[Records from a data source]
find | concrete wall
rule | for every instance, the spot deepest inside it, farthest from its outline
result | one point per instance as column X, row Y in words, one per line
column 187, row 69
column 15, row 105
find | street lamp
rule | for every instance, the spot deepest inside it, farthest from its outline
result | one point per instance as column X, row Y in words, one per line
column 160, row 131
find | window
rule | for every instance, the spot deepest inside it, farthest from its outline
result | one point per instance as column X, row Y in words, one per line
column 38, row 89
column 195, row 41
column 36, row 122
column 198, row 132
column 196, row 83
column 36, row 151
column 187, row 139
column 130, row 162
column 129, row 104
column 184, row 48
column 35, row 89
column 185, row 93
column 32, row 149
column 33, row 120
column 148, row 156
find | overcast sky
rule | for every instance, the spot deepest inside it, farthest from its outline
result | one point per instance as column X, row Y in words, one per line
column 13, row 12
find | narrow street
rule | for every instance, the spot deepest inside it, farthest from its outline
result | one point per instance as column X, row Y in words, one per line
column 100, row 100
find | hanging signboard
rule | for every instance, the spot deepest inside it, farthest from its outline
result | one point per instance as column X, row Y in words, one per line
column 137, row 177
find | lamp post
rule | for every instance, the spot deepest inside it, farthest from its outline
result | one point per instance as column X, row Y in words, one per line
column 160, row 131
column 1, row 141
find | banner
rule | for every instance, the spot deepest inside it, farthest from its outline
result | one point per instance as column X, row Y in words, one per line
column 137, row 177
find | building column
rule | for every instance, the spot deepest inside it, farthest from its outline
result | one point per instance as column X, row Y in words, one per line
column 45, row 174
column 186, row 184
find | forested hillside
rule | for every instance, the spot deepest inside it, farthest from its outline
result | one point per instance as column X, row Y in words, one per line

*REQUEST*
Extract the lines above and reproduce every one of them exactly, in their original order.

*ANSWER TO THE EXERCISE*
find | concrete wall
rule | for every instance, the spot deepest inside it, farthest from its outline
result | one point per instance as column X, row Y in words, one per line
column 187, row 69
column 15, row 105
find | street lamp
rule | for every instance, the spot deepest inside it, farthest from its outline
result | one point per instance as column X, row Y in words, one per line
column 160, row 131
find | window
rule | for every instance, the spot deepest inside it, farthest from its outline
result | one point per instance as column X, row Y in words, one per line
column 38, row 89
column 195, row 41
column 36, row 122
column 198, row 132
column 196, row 83
column 36, row 151
column 187, row 139
column 130, row 162
column 129, row 104
column 184, row 48
column 35, row 89
column 185, row 93
column 32, row 149
column 33, row 120
column 148, row 156
find | overcast sky
rule | for every instance, the spot deepest inside it, farthest from its outline
result | one point per instance as column X, row Y in words, one per line
column 13, row 12
find | narrow street
rule | for every instance, the spot deepest inside it, farthest from its outline
result | one point per instance as column X, row Y in words, one per line
column 100, row 100
find | hanging signboard
rule | for every instance, the spot deepest inside it, farthest from its outline
result | one point per instance as column X, row Y in words, one per line
column 137, row 177
find | lamp post
rule | for every instance, the spot deepest inside it, farthest from its outline
result | one point per instance as column X, row Y in words, one per line
column 160, row 131
column 1, row 141
find | banner
rule | for every instance, the spot deepest inside it, farthest from its outline
result | one point per instance as column X, row Y in words, one per line
column 137, row 177
find | building column
rule | for every instance, the spot deepest inside it, farthest from its outline
result | one point per instance as column X, row Y in words, one per line
column 45, row 174
column 186, row 184
find | forested hillside
rule | for every instance, the spot deepest inside it, farthest from its outline
result | one point per instance as column X, row Y in words, one per line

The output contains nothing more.